[RECORDS FOR THIS TASK]
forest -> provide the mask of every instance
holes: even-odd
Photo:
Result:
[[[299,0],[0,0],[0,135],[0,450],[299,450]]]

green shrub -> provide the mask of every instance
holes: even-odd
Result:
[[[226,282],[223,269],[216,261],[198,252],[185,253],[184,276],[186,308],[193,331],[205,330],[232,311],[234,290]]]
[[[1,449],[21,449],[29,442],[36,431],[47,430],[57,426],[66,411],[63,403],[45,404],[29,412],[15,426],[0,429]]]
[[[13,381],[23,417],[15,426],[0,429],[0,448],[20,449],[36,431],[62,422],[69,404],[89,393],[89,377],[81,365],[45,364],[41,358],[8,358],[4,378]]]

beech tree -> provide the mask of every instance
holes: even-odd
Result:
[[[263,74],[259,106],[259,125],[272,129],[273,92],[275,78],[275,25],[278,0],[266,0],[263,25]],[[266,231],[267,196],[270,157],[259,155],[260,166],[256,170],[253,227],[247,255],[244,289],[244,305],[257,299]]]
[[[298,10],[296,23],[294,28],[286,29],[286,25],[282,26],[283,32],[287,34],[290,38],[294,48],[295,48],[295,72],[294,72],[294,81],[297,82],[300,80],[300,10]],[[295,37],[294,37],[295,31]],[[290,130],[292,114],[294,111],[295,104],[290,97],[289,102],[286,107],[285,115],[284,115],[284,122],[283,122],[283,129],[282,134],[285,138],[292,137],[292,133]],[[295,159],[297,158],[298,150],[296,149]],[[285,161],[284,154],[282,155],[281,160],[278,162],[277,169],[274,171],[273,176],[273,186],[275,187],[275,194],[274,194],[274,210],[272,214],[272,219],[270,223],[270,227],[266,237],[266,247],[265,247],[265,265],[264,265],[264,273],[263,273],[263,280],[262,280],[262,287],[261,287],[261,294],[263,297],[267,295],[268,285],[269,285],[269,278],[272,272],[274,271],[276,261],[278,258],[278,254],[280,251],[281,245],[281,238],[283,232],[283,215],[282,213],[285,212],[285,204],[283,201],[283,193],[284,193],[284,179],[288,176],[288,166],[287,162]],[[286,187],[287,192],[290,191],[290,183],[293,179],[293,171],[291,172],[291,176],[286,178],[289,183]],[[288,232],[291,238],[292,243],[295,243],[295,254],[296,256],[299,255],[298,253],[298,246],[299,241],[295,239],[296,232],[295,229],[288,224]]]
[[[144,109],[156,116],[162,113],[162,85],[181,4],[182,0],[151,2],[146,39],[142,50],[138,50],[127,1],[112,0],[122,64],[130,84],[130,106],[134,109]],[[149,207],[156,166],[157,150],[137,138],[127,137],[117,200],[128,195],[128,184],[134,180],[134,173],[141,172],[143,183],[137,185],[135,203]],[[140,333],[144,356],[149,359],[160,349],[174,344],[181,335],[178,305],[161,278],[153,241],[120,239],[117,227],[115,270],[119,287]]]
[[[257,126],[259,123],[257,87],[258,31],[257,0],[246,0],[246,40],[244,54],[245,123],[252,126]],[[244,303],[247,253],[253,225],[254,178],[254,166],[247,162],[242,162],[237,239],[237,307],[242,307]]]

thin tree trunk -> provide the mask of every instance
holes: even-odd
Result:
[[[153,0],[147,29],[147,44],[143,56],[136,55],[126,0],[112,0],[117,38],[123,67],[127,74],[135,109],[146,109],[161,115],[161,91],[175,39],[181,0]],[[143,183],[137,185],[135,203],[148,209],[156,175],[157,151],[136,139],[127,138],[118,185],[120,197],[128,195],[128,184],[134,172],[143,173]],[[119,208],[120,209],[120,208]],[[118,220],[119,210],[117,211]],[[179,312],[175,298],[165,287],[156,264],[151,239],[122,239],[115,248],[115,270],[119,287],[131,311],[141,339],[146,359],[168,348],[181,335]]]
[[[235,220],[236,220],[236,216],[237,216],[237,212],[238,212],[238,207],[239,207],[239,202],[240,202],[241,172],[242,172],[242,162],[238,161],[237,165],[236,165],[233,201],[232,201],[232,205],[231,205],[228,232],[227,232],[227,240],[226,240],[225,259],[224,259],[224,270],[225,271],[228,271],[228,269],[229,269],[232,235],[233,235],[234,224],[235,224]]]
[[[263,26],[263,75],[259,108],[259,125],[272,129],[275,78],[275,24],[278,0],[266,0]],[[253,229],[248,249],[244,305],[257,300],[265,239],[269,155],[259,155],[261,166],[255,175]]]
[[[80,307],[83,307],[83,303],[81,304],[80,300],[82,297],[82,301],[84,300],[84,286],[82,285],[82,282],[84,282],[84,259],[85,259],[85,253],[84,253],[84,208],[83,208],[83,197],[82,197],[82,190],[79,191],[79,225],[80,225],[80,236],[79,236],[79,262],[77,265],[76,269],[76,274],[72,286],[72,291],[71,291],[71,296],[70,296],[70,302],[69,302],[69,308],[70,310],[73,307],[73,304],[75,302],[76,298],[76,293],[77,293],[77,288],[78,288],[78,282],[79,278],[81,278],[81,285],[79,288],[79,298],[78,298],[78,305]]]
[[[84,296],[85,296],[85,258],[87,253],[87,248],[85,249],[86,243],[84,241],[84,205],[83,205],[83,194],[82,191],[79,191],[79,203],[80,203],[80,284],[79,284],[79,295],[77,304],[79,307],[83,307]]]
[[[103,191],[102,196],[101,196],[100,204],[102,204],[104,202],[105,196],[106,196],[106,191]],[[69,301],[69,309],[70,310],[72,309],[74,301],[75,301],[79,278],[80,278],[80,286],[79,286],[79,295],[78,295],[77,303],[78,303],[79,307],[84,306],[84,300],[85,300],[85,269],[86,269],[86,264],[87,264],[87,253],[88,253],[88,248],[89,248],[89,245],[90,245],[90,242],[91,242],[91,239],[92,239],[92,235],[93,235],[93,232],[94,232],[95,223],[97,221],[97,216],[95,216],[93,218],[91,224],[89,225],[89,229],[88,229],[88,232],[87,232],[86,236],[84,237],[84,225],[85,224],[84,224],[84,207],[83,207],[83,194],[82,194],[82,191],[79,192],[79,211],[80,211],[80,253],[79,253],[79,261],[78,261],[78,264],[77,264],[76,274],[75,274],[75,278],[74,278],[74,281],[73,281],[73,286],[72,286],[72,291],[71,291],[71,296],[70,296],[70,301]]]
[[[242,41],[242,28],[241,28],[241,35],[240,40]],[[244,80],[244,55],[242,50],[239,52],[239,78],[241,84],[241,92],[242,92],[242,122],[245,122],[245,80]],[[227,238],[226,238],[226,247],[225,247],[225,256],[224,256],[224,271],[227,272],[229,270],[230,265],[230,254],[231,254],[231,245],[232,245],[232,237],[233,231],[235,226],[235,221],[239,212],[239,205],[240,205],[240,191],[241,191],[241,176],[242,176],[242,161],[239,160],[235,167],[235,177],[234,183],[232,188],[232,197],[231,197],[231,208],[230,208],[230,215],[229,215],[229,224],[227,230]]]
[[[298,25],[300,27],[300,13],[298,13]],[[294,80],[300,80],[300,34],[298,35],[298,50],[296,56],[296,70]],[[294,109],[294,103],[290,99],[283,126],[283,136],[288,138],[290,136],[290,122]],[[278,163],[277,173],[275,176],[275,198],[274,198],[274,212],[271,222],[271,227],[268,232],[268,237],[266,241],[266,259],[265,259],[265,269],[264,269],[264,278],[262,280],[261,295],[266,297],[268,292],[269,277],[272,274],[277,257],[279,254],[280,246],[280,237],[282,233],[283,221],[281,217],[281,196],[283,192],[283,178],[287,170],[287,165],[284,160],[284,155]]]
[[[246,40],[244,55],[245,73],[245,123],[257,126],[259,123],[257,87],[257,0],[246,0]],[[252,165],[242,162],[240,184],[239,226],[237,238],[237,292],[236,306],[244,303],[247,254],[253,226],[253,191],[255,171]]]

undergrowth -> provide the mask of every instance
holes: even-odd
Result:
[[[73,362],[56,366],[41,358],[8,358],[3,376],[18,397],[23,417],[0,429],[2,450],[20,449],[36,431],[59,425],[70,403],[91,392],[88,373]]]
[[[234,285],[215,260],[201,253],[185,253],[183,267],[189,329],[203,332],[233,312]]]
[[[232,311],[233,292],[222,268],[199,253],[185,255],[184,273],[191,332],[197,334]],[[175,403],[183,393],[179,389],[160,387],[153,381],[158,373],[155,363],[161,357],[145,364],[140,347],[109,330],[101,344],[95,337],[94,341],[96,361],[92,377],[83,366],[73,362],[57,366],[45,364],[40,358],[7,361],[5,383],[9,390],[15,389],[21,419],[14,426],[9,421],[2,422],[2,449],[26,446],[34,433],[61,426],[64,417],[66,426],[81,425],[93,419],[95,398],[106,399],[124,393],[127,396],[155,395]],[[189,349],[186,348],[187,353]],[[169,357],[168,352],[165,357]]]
[/RECORDS FOR THIS TASK]
▸ **PROMPT**
If a line in the material above contains the word "mask", it counts; give only the number of such lines.

▸ **RESULT OF THIS EXERCISE**
5